Brief 1:
Collect every line in the records below that contains the word "clicks", leaving out the Convergys Form 8-K filing.
Brief 2:
Pick up the Convergys Form 8-K filing after its last line and keep writing it.

Document passage:
══════════
Current Report

SECURITIES AND EXCHANGE COMMISSION

Washington, D.C. 20549

 


 

FORM 8-K

 


 

CURRENT REPORT

PURSUANT TO SECTION 13 OR 15(d) OF THE

SECURITIES EXCHANGE ACT OF 1934

 

Date of Report: February 24, 2005

 


 

CONVERGYS CORPORATION

(Exact name of registrant as specified in its charter)

 


 

Ohio   1-4379   31-1598292

(State or other jurisdiction

of incorporation)

  (Commission File Number)  

(IRS Employer

Identification No.)

 

201 East Fourth Street

Cincinnati, Ohio

  45202
(Address of principal executive offices)   (Zip Code)

 

Registrant’s telephone number, including area code: (513) 723-7000

 


 

Check the appropriate box below if the Form 8-K filing is intended to simultaneously satisfy the filing obligation of the registrant under any of the following provisions (see General Instruction A.2. below):

 

¨   Written communications pursuant to Rule 425 under the Securities Act (17 CFR 230.425)

 

¨   Soliciting material pursuant to Rule 14a-12 under the Exchange Act (17 CFR 240.14a-12)

 

¨   Pre-commencement communications pursuant to Rule 14d-2(b) under the Exchange Act (17 CFR 240.14d-2(b))

 

¨   Pre-commencement communications pursuant to Rule 13e-4(c) under the Exchange Act (17 CFR 240.13e-4(c))

 



Form 8-K   Convergys Corporation

 

Item 1.01 Entry into a Material Definitive Agreement.
══════════
Records shown:
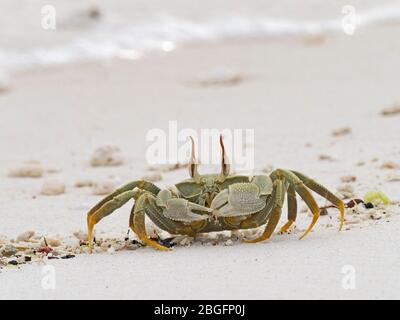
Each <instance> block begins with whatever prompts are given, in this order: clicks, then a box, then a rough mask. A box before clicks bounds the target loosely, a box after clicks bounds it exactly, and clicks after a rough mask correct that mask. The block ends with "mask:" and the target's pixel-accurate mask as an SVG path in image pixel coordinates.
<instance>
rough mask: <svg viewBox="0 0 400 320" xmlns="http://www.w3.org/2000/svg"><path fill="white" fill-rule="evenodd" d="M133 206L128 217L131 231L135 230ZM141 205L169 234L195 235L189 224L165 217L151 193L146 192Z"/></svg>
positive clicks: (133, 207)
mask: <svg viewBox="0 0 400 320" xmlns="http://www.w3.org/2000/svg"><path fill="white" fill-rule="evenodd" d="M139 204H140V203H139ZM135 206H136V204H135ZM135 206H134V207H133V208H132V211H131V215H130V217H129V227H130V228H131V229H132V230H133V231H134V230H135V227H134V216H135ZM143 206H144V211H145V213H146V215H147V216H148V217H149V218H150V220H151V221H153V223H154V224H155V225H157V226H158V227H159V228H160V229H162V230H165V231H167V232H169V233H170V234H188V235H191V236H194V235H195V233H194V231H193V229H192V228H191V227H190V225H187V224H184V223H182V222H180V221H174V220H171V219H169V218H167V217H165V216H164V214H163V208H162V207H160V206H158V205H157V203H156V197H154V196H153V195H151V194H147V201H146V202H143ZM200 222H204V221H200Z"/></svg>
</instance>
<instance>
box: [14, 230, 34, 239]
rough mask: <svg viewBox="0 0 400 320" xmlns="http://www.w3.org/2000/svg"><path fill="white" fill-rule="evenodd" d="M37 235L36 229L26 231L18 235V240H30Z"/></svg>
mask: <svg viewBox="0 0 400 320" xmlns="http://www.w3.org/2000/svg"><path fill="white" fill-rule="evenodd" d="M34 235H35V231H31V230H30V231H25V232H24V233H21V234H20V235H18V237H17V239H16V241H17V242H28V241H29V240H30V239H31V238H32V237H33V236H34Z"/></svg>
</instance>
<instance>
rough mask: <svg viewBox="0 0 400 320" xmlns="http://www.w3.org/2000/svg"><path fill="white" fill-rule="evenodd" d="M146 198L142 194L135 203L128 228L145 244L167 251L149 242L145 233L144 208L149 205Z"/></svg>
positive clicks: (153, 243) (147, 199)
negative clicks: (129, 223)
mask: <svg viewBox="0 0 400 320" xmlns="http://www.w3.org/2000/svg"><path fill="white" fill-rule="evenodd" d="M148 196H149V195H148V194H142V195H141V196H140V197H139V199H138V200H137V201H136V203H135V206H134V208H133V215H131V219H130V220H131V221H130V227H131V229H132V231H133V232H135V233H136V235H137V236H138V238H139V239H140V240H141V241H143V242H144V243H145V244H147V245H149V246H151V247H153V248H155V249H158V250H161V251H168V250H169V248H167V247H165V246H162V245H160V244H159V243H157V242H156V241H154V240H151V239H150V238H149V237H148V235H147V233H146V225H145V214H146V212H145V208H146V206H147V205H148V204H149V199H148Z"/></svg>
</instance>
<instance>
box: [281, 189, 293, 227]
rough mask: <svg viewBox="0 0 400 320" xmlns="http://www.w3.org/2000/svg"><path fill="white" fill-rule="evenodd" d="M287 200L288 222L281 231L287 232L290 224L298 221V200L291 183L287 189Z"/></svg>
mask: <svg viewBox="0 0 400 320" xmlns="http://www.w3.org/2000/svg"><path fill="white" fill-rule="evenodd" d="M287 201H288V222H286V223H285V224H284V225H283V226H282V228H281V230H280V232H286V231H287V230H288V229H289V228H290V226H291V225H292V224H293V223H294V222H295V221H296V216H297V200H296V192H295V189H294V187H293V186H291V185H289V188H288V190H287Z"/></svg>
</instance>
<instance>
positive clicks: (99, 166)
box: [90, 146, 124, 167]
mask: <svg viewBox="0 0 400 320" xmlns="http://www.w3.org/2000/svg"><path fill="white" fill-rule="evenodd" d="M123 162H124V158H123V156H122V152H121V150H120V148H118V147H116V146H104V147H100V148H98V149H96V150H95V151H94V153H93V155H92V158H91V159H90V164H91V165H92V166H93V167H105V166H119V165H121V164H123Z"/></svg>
══════════
Written reply 1:
Each <instance> block begins with whatever prompts are given, in this order: clicks, then a box, then a rough mask. A box before clicks bounds the target loosely, a box after clicks bounds it exactly, and clicks after a rough mask correct that mask. The block ends with "mask:" and the target's pixel-accurate mask as an SVG path in image pixel coordinates.
positive clicks: (133, 207)
positive clicks: (153, 243) (147, 199)
negative clicks: (129, 223)
positive clicks: (99, 166)

Written reply 2:
On February 22, 2005, the Board of Directors (the “Board”) approved the following 2004 annual incentive bonus payment for the Chief Executive Officer and the Compensation and Benefits Committee of the Board (the “Committee”) approved the following 2004 annual incentive bonus payments for the other named executive officers pursuant to the terms of their previously-disclosed employment agreements and the Annual Executive Incentive Plan:

 

Executive Officer


   2004 Annual Bonus

James F. Orr

   $616,400

David F. Dougherty

   $329,703

Steven G. Rolls

   $220,375

Earl C. Shanks

   $235,600

William H. Hawkins II

   $200,260

 

Consistent with past practice, the Board and Committee approved the performance metrics that would be used to determine the 2005 annual incentive awards for the Chief Executive Officer and other executive officers. The 2005 annual incentive awards will be based on levels of achievement of a (i) pre-established Earnings Per Share target, (ii) pre-established operating income and revenue targets, and (iii) pre-established personal performance goals. Each of these criteria is weighted equally. That portion of the incentive award based on achievement of the objective performance criteria described above will be paid pursuant to the terms of the Annual Executive Incentive Plan, a copy of which is attached hereto as Exhibit 10.1. This plan has previously been approved by the shareholders.

 

Item 9.01. Financial Statements and Exhibits

 

(c)   Exhibits

 

Exhibit 10.1  Annual Executive Incentive Plan


SIGNATURES

 

Pursuant to the requirements of the Securities Exchange Act of 1934, the registrant has duly caused this report to be signed on its behalf by the undersigned hereunto duly authorized.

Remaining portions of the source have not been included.